Position annotation records
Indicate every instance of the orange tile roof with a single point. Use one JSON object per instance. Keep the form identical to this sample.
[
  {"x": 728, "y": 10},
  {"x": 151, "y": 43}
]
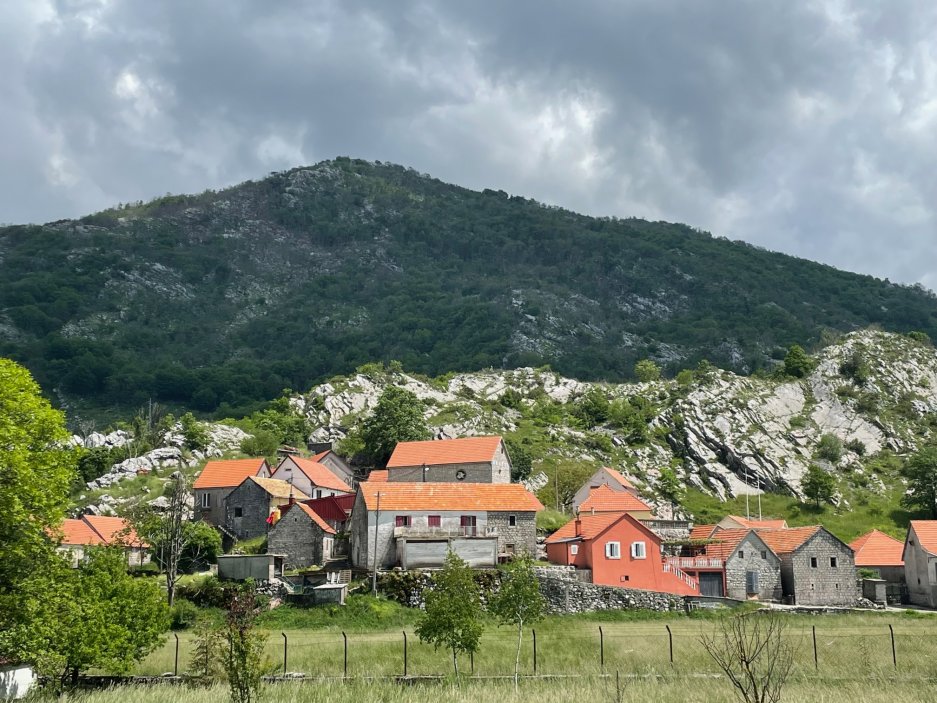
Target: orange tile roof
[
  {"x": 786, "y": 540},
  {"x": 464, "y": 450},
  {"x": 228, "y": 473},
  {"x": 926, "y": 531},
  {"x": 875, "y": 548},
  {"x": 320, "y": 475},
  {"x": 316, "y": 518},
  {"x": 505, "y": 497},
  {"x": 606, "y": 500}
]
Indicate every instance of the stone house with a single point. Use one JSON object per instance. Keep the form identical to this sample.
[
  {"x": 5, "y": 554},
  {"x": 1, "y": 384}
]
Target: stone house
[
  {"x": 467, "y": 459},
  {"x": 617, "y": 549},
  {"x": 252, "y": 506},
  {"x": 302, "y": 537},
  {"x": 920, "y": 562},
  {"x": 218, "y": 479},
  {"x": 817, "y": 568},
  {"x": 614, "y": 480},
  {"x": 414, "y": 525},
  {"x": 312, "y": 478}
]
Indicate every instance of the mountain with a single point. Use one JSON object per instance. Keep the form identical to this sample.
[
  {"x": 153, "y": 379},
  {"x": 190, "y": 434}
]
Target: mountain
[{"x": 218, "y": 301}]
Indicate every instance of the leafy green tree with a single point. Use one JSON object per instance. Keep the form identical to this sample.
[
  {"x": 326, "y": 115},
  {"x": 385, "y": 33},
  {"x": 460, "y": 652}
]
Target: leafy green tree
[
  {"x": 452, "y": 617},
  {"x": 646, "y": 370},
  {"x": 397, "y": 417},
  {"x": 921, "y": 472},
  {"x": 818, "y": 485},
  {"x": 36, "y": 472},
  {"x": 796, "y": 362},
  {"x": 518, "y": 602}
]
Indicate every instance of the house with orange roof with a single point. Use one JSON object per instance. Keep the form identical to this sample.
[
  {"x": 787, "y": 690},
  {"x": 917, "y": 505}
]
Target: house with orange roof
[
  {"x": 460, "y": 460},
  {"x": 101, "y": 531},
  {"x": 817, "y": 568},
  {"x": 615, "y": 480},
  {"x": 252, "y": 507},
  {"x": 617, "y": 549},
  {"x": 920, "y": 562},
  {"x": 302, "y": 536},
  {"x": 311, "y": 477},
  {"x": 218, "y": 479},
  {"x": 414, "y": 525}
]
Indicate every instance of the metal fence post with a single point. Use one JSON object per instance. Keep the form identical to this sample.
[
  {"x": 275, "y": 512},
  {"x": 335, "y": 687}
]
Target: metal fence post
[{"x": 894, "y": 652}]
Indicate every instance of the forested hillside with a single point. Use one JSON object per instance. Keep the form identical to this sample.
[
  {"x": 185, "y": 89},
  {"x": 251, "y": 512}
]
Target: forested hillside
[{"x": 220, "y": 300}]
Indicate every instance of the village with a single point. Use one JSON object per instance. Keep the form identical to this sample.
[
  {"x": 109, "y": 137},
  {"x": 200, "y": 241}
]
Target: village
[{"x": 323, "y": 525}]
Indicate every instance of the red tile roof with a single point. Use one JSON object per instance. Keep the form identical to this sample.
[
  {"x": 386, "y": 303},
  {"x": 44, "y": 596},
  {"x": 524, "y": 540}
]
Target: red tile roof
[
  {"x": 320, "y": 475},
  {"x": 464, "y": 450},
  {"x": 228, "y": 473},
  {"x": 607, "y": 500},
  {"x": 875, "y": 548},
  {"x": 787, "y": 540},
  {"x": 926, "y": 531},
  {"x": 502, "y": 497}
]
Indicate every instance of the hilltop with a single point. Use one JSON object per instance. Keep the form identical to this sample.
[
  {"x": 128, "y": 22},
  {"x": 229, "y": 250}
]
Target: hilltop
[{"x": 218, "y": 301}]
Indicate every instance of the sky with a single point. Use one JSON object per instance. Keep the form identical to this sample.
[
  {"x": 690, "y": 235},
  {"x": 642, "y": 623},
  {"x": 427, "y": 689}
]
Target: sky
[{"x": 808, "y": 127}]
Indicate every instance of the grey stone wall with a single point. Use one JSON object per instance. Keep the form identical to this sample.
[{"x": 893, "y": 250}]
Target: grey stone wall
[
  {"x": 758, "y": 558},
  {"x": 823, "y": 584},
  {"x": 254, "y": 503},
  {"x": 523, "y": 535},
  {"x": 298, "y": 538}
]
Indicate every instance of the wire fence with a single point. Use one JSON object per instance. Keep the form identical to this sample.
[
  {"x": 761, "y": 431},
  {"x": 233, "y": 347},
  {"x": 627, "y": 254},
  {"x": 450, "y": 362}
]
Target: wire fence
[{"x": 873, "y": 652}]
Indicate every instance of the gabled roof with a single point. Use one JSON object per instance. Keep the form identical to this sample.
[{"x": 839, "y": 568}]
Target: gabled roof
[
  {"x": 875, "y": 548},
  {"x": 276, "y": 488},
  {"x": 787, "y": 540},
  {"x": 926, "y": 531},
  {"x": 607, "y": 500},
  {"x": 319, "y": 474},
  {"x": 497, "y": 497},
  {"x": 464, "y": 450},
  {"x": 228, "y": 473},
  {"x": 591, "y": 526}
]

▸ **Task brief**:
Everything from the line with "Indicate every instance of the wire" through the last line of the material above should be echoed exactly, and nothing else.

▸ **The completed task**:
Indicate every instance of the wire fence with a single point. Use one JSON object per instance. Keep the form identical to this sample.
[
  {"x": 761, "y": 431},
  {"x": 233, "y": 347},
  {"x": 627, "y": 254},
  {"x": 450, "y": 362}
]
Target: wire fence
[{"x": 873, "y": 652}]
Indicate every instance of the gabled roof with a single point. Use one JSON object per instance. Keep the form identical to this sample.
[{"x": 839, "y": 568}]
Target: gabled roof
[
  {"x": 875, "y": 548},
  {"x": 276, "y": 488},
  {"x": 787, "y": 540},
  {"x": 926, "y": 531},
  {"x": 607, "y": 500},
  {"x": 319, "y": 474},
  {"x": 497, "y": 497},
  {"x": 464, "y": 450},
  {"x": 228, "y": 473},
  {"x": 591, "y": 526}
]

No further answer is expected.